Physics 410: Computational Physics (Fall 2000)



Instructor: Matthew (Matt) W. Choptuik
Office: Hennings 413 --- Office Hours: TBA and by appointment
Office Phone: 822-2412 --- Home Phone: 222-9424
E-mail: choptuik@physics.ubc.ca
Course Home Page: http://laplace.physics.ubc.ca/People/matt/410/
Instructor's Home Page: http://laplace.physics.ubc.ca/People/matt/index.html

Final Schedule

  • Syllabus
  • News (last update Wednesday Dec 6, 5:00 PM)
  • FINAL EXAM REVIEW TOPICS are available HERE
  • Course Topics
  • Course Notes
  • Suggested References
  • Course Related Software
  • Course Resources
  • Homework Schedule, Problem Sets and Keys
  • Suggested Term Projects
  • Student Pages
  • Computer Access Info: [P & A Computer Labs], [NT Lab Hours], [SGI Machines], [Lnx Lab (PCs)]


    Course Overview

    This course will provide an introduction to techniques and applications in computational physics. Topics to be covered include: Unix fundamentals; symbolic & numeric computation and programming with Maple; scientific programming using Fortran 77; basic numerical analysis; simulation of lattice and particle systems; random numbers and Monte Carlo techniques. There will be a significant programming component in virtually all stages of the course: tutorials with the instructor will be provided for those of you requiring additional help with programming. See below for a concise syllabus and the Course Topics page for a more detailed description of course coverage.

    Text: Due to the significant diversity in topics to be covered, there is no required text for the course. For testing purposes, you will be responsible only for material covered in lectures and homework assignments. I will distribute some class notes when appropriate, but you will usually be responsible for taking notes in class. The optional text, Numerical Recipes (2nd edition), by Press et al is particularly recommended for those of you who anticipate doing further numerical work. Note, however, that the full text of the book is available on-line. Also note that there are distinct Fortran 77 and C versions of the book: choose the one which you feel will suit you best. See the Suggested References page for texts and other references pertinent to the course, and the Course Resources web page for a collection of on-line reference/instructional material.

**Data lines:**
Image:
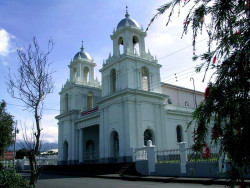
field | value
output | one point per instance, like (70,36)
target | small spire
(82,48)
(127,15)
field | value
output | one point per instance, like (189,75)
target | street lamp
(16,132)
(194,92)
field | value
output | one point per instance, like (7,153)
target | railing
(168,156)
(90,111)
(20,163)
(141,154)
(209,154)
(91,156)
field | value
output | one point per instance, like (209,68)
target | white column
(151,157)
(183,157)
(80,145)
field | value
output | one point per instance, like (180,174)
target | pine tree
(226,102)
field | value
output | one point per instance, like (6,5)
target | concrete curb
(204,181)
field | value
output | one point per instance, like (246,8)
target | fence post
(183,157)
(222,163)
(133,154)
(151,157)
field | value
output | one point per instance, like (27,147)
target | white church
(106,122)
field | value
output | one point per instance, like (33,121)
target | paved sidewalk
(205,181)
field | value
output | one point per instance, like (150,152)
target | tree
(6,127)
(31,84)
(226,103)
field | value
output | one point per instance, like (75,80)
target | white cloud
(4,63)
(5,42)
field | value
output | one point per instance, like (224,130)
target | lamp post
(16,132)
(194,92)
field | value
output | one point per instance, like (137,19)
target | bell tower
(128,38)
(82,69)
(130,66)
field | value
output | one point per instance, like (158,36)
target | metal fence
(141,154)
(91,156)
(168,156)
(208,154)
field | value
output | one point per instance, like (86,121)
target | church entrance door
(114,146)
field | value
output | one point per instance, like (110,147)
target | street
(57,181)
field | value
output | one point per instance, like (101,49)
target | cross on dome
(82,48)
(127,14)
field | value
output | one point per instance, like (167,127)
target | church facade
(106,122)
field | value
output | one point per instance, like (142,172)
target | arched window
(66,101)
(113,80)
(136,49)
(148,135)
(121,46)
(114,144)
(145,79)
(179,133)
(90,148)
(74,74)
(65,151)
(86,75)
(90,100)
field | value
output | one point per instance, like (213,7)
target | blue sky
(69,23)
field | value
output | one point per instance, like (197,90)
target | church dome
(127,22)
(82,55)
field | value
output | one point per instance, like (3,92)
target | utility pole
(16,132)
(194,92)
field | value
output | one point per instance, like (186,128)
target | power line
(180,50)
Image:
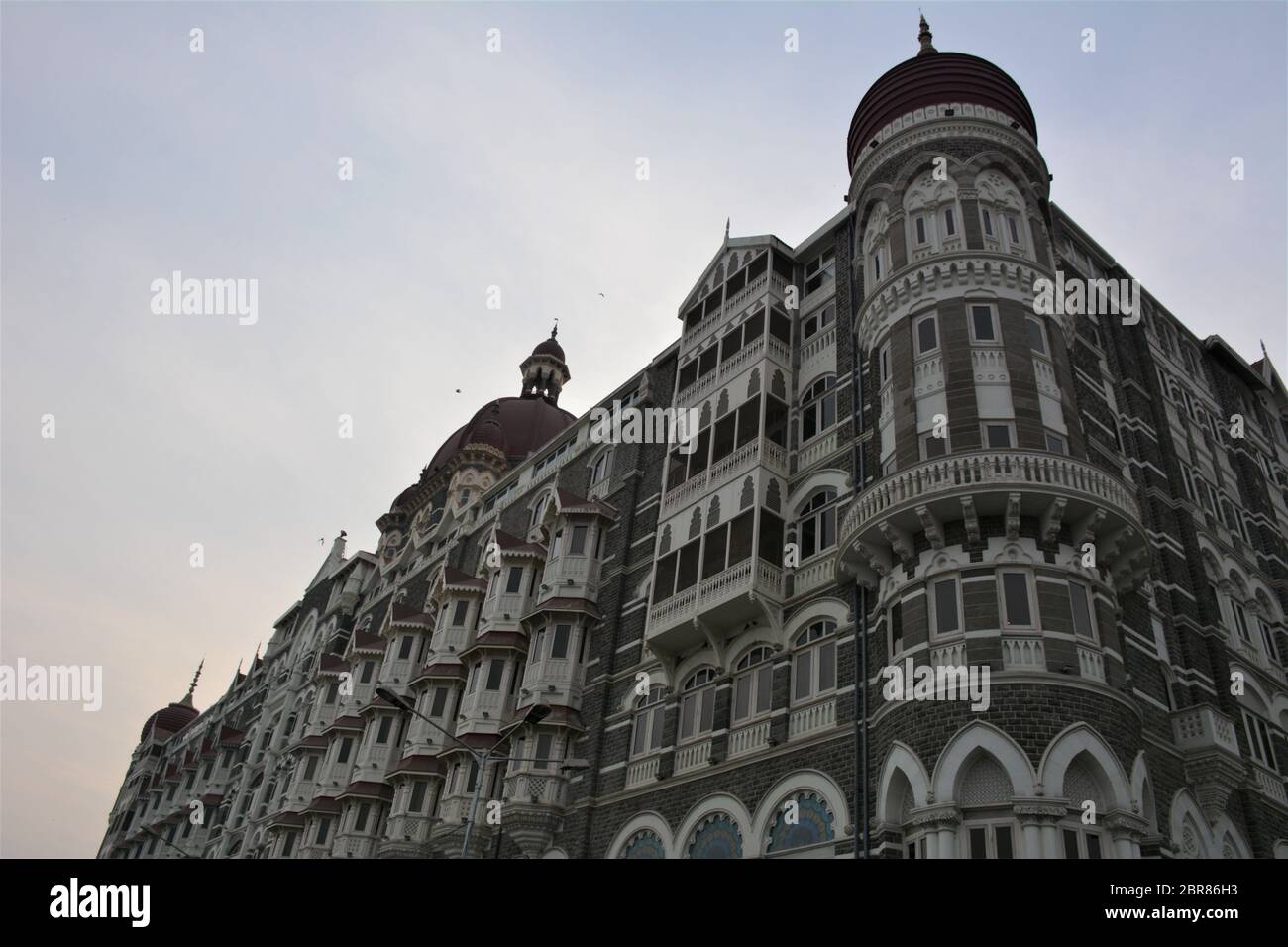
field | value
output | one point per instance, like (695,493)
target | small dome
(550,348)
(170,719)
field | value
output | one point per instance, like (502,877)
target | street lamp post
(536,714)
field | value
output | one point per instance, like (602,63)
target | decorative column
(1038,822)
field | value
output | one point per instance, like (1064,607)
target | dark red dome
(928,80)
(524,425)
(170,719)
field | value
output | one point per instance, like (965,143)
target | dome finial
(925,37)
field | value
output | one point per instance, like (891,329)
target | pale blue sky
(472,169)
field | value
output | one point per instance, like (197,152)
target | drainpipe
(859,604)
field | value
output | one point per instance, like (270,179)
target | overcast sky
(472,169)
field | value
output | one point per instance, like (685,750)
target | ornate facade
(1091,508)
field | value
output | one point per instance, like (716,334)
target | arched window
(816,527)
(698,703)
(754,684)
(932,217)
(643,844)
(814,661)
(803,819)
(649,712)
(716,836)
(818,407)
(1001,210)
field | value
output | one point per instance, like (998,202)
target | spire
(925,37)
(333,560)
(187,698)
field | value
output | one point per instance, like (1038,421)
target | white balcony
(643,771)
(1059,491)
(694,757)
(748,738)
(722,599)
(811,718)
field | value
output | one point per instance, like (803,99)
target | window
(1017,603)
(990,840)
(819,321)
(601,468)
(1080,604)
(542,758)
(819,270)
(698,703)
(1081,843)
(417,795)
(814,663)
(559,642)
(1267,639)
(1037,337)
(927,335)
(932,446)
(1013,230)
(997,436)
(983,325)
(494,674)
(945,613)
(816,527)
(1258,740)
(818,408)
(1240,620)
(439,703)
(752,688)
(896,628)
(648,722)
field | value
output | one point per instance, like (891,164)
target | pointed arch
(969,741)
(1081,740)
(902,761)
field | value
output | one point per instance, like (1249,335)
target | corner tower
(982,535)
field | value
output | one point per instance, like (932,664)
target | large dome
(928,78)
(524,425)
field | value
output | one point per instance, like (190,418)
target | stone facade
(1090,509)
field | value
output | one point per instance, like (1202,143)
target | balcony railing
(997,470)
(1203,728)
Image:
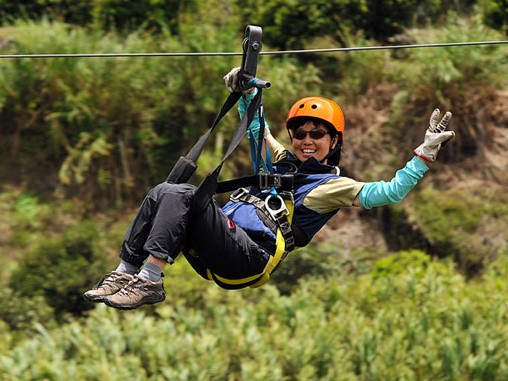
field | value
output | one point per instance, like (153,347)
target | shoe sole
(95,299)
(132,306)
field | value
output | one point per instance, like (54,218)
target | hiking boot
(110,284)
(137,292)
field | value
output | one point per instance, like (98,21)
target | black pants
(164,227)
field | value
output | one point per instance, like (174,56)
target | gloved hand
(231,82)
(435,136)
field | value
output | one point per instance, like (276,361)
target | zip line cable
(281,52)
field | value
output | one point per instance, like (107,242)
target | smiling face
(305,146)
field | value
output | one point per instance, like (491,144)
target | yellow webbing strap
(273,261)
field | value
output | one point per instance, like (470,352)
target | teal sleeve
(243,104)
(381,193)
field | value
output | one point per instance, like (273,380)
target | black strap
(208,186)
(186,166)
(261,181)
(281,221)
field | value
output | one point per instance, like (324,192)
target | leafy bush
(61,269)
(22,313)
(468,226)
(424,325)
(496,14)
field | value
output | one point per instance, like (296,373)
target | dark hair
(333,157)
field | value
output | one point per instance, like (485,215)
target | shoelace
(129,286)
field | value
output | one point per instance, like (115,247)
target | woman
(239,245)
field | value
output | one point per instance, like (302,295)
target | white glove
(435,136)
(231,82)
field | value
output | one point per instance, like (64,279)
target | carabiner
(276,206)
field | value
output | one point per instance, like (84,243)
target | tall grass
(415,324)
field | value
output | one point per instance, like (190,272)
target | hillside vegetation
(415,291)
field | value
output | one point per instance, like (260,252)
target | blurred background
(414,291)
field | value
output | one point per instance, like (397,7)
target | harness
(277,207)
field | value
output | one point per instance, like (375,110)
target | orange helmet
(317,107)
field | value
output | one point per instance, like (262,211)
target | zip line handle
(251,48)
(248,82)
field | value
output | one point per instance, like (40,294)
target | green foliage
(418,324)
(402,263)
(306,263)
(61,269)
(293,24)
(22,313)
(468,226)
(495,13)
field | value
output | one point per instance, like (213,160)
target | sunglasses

--

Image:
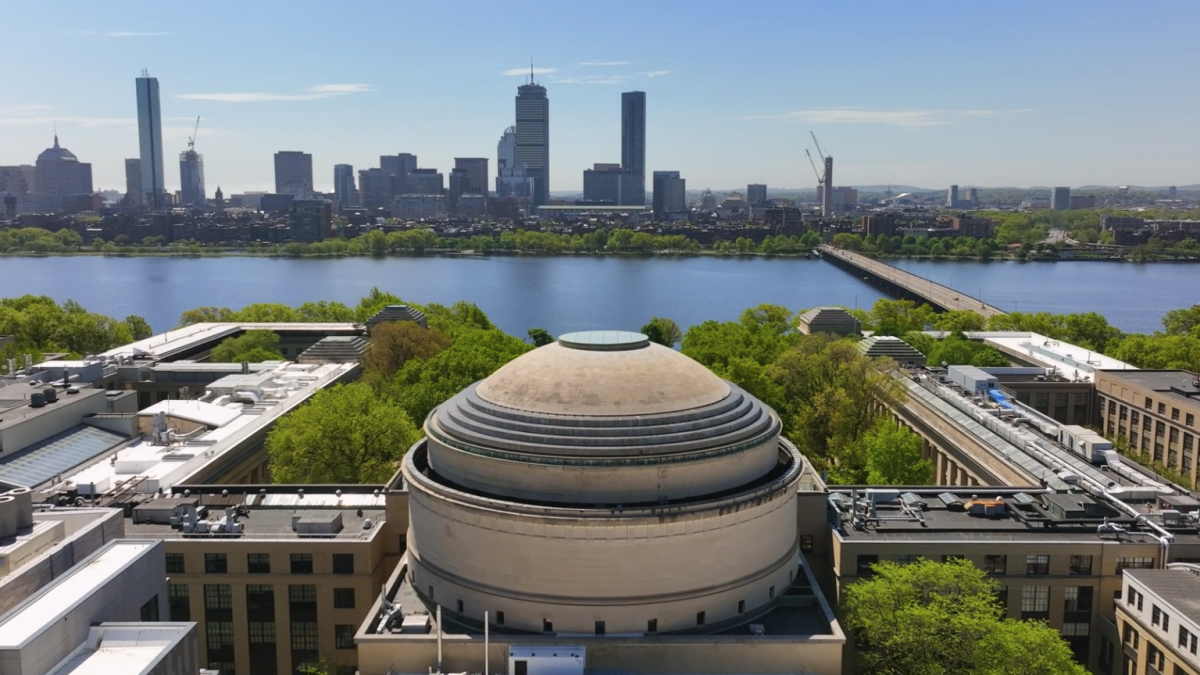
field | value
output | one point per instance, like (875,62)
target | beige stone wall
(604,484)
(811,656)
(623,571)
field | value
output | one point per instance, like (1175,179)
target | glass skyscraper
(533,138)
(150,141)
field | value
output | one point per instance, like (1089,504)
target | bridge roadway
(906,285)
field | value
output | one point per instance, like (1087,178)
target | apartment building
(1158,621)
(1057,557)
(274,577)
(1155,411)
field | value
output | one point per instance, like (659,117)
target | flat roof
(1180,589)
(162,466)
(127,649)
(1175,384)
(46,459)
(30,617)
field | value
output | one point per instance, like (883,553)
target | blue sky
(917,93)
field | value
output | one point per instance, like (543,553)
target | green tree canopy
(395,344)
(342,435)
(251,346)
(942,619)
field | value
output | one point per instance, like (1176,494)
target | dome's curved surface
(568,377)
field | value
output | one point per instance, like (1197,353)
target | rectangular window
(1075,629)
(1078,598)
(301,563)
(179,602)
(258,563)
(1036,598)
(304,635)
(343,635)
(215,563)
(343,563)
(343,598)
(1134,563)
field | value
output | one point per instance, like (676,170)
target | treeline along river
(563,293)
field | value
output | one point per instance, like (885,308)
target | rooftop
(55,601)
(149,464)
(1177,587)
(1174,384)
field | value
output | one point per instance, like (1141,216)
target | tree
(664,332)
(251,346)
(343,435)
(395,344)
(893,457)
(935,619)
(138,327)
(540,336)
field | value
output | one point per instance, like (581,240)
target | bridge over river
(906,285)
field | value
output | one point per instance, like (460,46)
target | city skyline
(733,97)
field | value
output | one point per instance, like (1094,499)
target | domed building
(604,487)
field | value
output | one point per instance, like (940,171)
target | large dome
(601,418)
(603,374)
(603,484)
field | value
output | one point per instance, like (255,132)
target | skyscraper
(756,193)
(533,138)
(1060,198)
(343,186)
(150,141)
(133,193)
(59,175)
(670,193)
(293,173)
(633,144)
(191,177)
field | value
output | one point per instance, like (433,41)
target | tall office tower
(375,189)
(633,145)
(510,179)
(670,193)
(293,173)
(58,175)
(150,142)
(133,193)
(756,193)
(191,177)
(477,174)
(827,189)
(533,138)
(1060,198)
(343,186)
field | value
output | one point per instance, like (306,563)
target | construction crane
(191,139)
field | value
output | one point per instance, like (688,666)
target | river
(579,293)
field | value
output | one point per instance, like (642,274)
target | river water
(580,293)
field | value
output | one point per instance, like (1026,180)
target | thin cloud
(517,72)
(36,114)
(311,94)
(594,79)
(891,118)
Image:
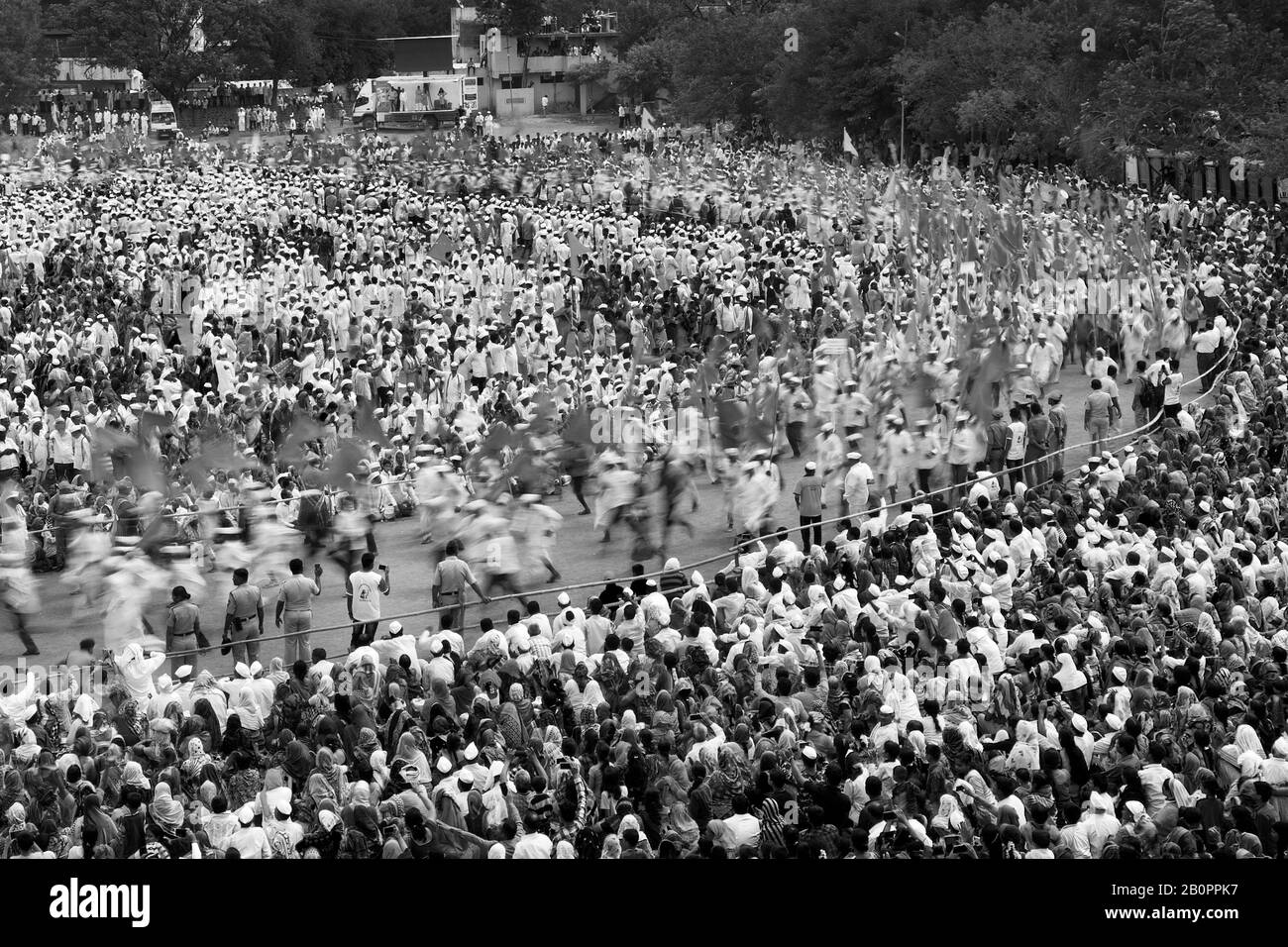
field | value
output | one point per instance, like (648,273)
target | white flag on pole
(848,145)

**Work to do:**
A - Answer these from the Physics 410 course page, one answer per line, marked the same way:
(i) Which room is the instructor's office?
(ii) Which programming language is named for scientific programming in the course?
(iii) Which book is named as the optional text, and in what edition?
B - Write out the Physics 410 course page word for word, everything from "Text: Due to" down to "on-line reference/instructional material.".
C - Pick up the Physics 410 course page after its last sentence and keep it going.

**Answers for this exercise:**
A -
(i) Hennings 413
(ii) Fortran 77
(iii) Numerical Recipes, 2nd edition, by Press et al

B -
Text: Due to the significant diversity in topics to be covered, there is no required text for the course. For testing purposes, you will be responsible only for material covered in lectures and homework assignments. I will distribute some class notes when appropriate, but you will usually be responsible for taking notes in class. The optional text, Numerical Recipes (2nd edition), by Press et al is particularly recommended for those of you who anticipate doing further numerical work. Note, however, that the full text of the book is available on-line. Also note that there are distinct Fortran 77 and C versions of the book: choose the one which you feel will suit you best. See the Suggested References page for texts and other references pertinent to the course, and the Course Resources web page for a collection of on-line reference/instructional material.

C -
    Grades: Homework, Term Projects and Tests

    Your mark in this course will be determined on the basis of your performance on six homework assignments, a term project, and two tests, a mid-term and a final, with the following weighting: Final marks may be subject to small adjustments based on overall class performance.

    Tests

    There will be a total of two tests: one in-class and one in the final exam period: Note that the Midterm and Final count equally towards your final grade. In particular, although the Final exam will be scheduled in a regular examination slot, it will not take much (if any) longer than the mid-term to complete. Except under extremely extenuating circumstances there will be NO makeup tests

    Homework

    See the syllabus below for scheduled homework due dates. Homework will be assigned at least a week before it is due and late homework is subject to 5% devaluation per each full day it is late. As the course progresses, the Homework Schedule web page will contain information concerning current and past assignments. Each homework will contribute roughly equal weight to your final mark but I will discount your worst mark.

    Term Projects

    Either individually or in consultation with the instructor, each student must choose a topic for a term paper in some area of computational physics. A final list of suggested topics will be posted by Thursday, September 21 and a one-page outline of your selected project is due Tuesday, October 17 at the latest. All topics must be approved by the instructor. Even if the bulk of the project involves programming, the term paper per se must be prepared in the style of a technical paper or a scientific essay. You are free to submit preliminary drafts of your paper to the instructor for critique; such pre-assessment will not affect your final grade on the paper. You are encouraged to use LaTeX (or TeX) mathematical typesetting software to prepare your papers. Suggested paper length is 15-20 pages double spaced, including figures, graphs and source code listings. Note that the project need not involve programming: for example, a critical essay on the impact of computation on a particular sub-field of physics is a viable option. Term projects are due on November 30 (the last class day). Late projects will be accpeted at the instructor's discretion.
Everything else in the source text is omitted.